- [やること]
1) 記録のうち「white」という語を含む行をすべて探し出し、一行ずつ書き写せ。
2) タイヤ力学モデルを使った車両走行シミュレーションのページの抜粋について、最後の文の次から続きを書け。
··· ページの抜粋
ここでプログラム群8は、後述するタイヤ力学モデルに基づいて、タイヤのコーナリング中の横力及びセルフアライニングトルクの特性曲線を定めるタイヤ力学要素パラメータの値を設定し、又車両諸元のデータを設定する設定プログラム9と、車両モデルを用いて車両の走行シミュレーションを行う車両走行シミュレーションプログラム10と、「Magic Formula」のパラメータB〜Eの値が与えられると、タイヤのコーナリングの特性曲線のデータを算出し、又コーナリングの特性曲線が与えられると、「Magic Formula」のパラメータB〜Eの値を算出する、「Magic Formula」データ・パラメータ算出プログラム11と、コーナリングの特性曲線が与えられると、後述するタイヤ力学モデルに基づいて複数のタイヤ力学要素パラメータ(以降、力学要素パラメータという)を導出し、あるいは、タイヤ力学モデルにおける力学要素パラメータが与えられると、タイヤ力学モデルを用いて横力およびセルフアライニングトルク(以降、トルクという)のコーナリングの特性曲線を算出するタイヤ力学モデルプログラム群12と、これらのプログラムの制御、管理を統合して行い、シミュレーション結果に応じて力学要素モアデルの値を修正し、又シミュレーション結果から算出される性能評価データを用いて車両モデルの性能評価を行う統合・管理プログラム13と、を有して構成される。
······
··· 利用できるデータ
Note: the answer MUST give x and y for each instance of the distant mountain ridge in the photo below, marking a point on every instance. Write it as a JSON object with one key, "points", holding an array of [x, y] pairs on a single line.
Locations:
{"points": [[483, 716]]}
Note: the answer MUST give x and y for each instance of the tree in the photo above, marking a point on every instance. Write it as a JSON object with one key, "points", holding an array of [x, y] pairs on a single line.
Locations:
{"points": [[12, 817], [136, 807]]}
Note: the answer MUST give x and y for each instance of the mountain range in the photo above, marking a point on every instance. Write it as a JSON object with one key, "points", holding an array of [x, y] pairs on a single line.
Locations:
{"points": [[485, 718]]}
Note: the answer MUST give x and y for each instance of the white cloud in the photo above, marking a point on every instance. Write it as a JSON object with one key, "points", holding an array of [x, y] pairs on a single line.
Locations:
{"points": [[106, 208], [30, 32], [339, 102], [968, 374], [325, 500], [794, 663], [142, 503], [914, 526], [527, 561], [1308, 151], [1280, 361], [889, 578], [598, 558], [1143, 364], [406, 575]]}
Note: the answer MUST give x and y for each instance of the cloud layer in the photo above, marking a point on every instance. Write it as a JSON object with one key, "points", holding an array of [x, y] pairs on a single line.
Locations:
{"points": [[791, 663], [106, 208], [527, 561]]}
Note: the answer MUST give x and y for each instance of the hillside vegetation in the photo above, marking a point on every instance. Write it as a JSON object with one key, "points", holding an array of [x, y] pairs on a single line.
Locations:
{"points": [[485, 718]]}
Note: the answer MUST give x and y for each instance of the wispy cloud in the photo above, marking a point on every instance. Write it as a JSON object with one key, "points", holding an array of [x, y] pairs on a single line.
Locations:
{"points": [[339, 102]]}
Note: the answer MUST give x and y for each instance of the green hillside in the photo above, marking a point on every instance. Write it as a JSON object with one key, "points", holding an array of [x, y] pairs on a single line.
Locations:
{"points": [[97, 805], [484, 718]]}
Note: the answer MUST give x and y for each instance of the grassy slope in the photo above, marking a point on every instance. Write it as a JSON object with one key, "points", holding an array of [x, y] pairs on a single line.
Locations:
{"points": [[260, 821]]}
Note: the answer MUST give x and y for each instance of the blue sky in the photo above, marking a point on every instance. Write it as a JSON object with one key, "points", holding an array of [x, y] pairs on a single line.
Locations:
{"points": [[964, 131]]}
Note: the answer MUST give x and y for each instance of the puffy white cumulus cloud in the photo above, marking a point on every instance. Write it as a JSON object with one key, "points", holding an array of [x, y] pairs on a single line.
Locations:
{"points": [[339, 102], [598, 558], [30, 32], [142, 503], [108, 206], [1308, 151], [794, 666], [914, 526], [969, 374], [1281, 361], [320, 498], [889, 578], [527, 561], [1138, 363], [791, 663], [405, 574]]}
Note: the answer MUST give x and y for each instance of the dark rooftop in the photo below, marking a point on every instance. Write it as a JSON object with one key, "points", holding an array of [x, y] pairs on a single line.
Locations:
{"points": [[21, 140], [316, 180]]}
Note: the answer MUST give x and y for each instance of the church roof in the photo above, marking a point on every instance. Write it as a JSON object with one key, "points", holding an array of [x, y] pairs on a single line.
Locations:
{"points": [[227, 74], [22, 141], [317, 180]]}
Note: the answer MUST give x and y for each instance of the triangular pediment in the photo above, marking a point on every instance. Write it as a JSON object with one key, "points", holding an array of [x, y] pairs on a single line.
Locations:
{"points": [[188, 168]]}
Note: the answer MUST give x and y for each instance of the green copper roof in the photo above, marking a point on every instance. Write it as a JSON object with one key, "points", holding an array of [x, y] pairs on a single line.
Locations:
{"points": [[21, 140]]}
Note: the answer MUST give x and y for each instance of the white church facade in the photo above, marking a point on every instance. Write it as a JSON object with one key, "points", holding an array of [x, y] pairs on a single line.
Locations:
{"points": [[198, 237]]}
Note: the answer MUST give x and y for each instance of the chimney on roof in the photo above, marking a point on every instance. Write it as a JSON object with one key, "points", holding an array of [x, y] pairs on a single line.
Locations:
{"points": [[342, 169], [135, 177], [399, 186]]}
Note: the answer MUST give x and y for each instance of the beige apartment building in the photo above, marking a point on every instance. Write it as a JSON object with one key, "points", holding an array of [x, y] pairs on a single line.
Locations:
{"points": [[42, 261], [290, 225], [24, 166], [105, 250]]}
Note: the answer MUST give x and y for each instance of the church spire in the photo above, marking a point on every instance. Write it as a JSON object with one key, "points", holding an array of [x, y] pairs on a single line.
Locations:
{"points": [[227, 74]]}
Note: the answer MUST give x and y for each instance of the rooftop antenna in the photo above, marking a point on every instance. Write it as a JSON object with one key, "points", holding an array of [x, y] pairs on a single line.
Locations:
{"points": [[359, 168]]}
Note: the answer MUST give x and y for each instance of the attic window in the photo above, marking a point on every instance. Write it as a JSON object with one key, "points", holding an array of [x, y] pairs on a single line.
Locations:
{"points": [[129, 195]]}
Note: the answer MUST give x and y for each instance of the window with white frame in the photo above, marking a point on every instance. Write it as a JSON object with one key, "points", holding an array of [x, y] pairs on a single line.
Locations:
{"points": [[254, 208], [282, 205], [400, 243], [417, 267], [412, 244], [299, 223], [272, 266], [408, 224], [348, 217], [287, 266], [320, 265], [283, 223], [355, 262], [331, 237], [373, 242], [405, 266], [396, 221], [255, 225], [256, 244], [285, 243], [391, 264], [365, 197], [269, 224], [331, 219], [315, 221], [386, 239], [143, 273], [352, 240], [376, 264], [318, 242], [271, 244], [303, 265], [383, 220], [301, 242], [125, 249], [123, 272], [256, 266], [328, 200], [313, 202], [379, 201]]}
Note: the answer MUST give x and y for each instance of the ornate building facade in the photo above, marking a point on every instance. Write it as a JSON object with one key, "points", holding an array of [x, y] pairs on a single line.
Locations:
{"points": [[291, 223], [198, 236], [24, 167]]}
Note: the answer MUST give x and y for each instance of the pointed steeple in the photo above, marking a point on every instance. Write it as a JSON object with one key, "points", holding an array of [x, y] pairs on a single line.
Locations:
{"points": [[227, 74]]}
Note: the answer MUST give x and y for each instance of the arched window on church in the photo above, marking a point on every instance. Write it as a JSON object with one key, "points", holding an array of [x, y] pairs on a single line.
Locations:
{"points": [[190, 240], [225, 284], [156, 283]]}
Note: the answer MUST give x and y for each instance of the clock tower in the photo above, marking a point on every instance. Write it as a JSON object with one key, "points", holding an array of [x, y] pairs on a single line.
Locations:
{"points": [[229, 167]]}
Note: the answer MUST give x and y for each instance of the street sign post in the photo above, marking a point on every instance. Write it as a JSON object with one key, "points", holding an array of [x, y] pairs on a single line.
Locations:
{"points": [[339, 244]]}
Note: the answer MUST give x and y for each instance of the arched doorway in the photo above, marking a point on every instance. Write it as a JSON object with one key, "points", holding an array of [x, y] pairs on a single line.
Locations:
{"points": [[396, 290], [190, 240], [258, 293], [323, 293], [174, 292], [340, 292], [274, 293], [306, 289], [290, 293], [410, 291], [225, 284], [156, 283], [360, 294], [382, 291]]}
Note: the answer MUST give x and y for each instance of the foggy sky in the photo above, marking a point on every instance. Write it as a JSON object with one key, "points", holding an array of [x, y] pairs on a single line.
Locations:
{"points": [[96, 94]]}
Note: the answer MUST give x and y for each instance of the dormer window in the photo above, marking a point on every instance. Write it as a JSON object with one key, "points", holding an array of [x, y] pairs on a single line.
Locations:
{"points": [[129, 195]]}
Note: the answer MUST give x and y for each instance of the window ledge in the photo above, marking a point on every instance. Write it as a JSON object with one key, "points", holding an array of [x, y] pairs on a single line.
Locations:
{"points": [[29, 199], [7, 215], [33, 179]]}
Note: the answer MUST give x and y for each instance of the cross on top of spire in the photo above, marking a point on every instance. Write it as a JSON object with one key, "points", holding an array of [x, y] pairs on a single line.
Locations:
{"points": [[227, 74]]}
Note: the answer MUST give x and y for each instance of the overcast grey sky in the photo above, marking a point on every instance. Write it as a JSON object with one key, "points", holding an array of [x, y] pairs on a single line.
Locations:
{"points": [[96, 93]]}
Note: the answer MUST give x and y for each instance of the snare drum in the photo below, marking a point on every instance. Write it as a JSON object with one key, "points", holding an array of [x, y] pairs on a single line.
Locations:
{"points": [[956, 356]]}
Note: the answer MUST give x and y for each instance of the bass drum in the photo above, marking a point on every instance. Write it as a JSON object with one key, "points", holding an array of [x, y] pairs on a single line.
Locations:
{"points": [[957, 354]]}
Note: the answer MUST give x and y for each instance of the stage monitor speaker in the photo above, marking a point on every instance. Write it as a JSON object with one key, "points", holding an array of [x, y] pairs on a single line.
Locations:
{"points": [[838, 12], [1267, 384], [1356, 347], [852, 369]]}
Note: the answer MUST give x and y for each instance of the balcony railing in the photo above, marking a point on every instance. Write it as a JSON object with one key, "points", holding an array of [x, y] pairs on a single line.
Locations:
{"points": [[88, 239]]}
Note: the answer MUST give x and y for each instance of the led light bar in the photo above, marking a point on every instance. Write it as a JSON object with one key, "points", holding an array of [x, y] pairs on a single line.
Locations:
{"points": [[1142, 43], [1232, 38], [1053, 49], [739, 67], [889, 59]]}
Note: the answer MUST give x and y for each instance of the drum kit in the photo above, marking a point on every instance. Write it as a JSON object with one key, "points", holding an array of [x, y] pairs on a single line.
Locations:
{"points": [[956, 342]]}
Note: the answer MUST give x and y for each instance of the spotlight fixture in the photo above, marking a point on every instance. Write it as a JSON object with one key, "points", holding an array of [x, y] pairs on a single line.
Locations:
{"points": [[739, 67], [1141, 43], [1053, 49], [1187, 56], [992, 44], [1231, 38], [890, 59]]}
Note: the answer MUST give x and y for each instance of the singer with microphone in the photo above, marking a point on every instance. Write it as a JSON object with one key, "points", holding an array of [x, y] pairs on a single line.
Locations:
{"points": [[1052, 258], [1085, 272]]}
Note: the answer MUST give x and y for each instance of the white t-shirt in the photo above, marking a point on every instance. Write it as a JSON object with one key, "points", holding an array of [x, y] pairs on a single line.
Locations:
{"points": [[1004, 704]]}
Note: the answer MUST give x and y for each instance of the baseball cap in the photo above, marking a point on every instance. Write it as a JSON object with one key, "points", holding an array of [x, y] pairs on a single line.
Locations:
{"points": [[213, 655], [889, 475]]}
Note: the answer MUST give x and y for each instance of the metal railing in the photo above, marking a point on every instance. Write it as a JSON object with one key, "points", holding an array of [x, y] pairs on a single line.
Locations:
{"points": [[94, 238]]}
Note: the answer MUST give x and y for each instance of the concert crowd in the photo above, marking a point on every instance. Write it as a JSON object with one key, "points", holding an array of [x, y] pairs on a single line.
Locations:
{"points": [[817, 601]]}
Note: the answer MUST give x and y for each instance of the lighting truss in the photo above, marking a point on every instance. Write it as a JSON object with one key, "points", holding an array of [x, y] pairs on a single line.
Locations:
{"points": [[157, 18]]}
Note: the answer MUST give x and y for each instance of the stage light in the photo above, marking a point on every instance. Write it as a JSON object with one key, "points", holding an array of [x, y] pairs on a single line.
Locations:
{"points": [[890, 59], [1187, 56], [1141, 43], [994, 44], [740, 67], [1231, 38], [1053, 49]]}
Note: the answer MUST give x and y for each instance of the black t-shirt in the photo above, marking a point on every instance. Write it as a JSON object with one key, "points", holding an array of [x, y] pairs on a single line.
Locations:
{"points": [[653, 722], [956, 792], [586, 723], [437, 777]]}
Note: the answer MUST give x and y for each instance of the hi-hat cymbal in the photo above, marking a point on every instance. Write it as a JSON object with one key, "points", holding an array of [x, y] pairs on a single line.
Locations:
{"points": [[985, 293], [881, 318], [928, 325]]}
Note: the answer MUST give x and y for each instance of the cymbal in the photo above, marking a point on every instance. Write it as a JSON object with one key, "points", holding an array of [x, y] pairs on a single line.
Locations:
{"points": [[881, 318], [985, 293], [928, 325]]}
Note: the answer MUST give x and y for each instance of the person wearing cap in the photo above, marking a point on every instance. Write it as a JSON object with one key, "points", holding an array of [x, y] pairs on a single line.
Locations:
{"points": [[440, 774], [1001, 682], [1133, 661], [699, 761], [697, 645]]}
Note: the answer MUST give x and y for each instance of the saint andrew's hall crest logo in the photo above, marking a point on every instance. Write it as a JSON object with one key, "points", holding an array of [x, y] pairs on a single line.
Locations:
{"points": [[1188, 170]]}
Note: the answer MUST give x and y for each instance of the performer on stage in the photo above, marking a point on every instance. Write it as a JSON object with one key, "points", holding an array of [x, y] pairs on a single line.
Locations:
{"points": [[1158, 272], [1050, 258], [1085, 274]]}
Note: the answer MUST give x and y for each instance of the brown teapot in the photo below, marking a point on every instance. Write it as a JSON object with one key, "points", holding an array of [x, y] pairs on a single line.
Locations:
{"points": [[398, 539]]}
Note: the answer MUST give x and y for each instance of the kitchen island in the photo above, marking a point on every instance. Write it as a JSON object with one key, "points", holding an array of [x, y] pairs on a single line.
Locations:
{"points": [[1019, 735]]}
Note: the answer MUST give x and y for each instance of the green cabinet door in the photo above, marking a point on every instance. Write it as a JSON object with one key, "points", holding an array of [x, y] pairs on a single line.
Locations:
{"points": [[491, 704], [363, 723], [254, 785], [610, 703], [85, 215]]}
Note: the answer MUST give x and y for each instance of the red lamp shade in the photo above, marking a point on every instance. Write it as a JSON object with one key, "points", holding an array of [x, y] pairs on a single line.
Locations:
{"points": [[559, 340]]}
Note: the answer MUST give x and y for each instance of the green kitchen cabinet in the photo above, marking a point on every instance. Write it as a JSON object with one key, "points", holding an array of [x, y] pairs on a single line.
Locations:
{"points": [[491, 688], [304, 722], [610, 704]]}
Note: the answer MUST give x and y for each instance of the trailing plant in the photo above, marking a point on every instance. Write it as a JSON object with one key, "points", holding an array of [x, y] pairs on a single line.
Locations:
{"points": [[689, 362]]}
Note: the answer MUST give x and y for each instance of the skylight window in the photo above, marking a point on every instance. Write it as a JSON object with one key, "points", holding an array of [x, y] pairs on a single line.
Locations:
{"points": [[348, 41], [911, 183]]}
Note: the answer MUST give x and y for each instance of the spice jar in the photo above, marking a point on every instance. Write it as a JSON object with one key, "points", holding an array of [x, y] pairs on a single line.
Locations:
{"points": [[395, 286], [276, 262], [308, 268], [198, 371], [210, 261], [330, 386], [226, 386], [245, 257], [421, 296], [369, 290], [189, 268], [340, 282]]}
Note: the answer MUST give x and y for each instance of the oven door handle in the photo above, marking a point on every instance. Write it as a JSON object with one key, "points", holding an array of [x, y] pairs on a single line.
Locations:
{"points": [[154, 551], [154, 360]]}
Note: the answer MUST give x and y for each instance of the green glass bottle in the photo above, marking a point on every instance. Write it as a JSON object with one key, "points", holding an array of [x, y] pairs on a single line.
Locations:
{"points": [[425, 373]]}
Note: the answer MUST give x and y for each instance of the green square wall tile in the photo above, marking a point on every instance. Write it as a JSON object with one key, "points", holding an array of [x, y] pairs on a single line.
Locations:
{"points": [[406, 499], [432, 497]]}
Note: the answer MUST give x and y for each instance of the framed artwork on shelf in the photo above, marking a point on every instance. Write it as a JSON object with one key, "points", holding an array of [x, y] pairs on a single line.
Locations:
······
- [解答]
1)
Note: the answer MUST give x and y for each instance of the white cloud in the photo above, marking a point on every instance. Write it as a JSON object with one key, "points", holding an array of [x, y] pairs on a single line.
Note: the answer MUST give x and y for each instance of the puffy white cumulus cloud in the photo above, marking a point on every instance. Write it as a JSON object with one key, "points", holding an array of [x, y] pairs on a single line.
Note: the answer MUST give x and y for each instance of the white church facade in the photo above, marking a point on every instance. Write it as a JSON object with one key, "points", holding an array of [x, y] pairs on a single line.
Note: the answer MUST give x and y for each instance of the window with white frame in the photo above, marking a point on every instance. Write it as a JSON object with one key, "points", holding an array of [x, y] pairs on a single line.
Note: the answer MUST give x and y for each instance of the white t-shirt in the photo above, marking a point on every instance. Write it as a JSON object with one key, "points", holding an array of [x, y] pairs on a single line.

2)
ここで、コーナリングの特性曲線とは横力、トルクのスリップ角依存性を表す曲線である。
なお、「Magic Formula」のパラメータB〜Eは、横力及びセルフアライニングトルクの特性曲線を上記式(9)に示される非線形近似式で近似したときの、非線形近似式を規定する近似式パラメータである。
設定プログラム9は、車両諸元のデータ及び力学要素パラメータの値をタイヤ設計値として設定する部分であり、例えばホイールベース、重心高さ、車両の総重量、車両の前後輪の重量配分、サスペンション特性等のデータが、入力操作系5を介して、あるいはメモリ4に記憶されたデータを呼び出すことにより設定される。また、力学要素パラメータの値はメモリ4に記憶されたデータを呼び出すことにより設定される。
車両走行シミュレーションプログラム10は、車両諸元のデータに従って車両モデルを作成し、操作入力系5から与えられた走行シミュレーション条件、あるいは、メモリ4に記憶された走行条件を呼び出し、生成された車両モデルに設定されたパラメータB〜Eの値を付与して、車両の走行シミュレーションを行う部分である。
走行シミュレーションに用いられる車両モデルは機構解析モデルであり、例えば機構解析ソフトウェアADAMSで作成されるモデルである。また、運動解析ソフトウェアCarSimや制御系設計ソフトウェアMatLabにて定義される解析モデルであってもよい。
走行シミュレーション条件は、車両の走行速度、操舵角、路面のプロファイル形状等であり、評価しようとする性能に応じて異なる走行シミュレーション条件が設定される。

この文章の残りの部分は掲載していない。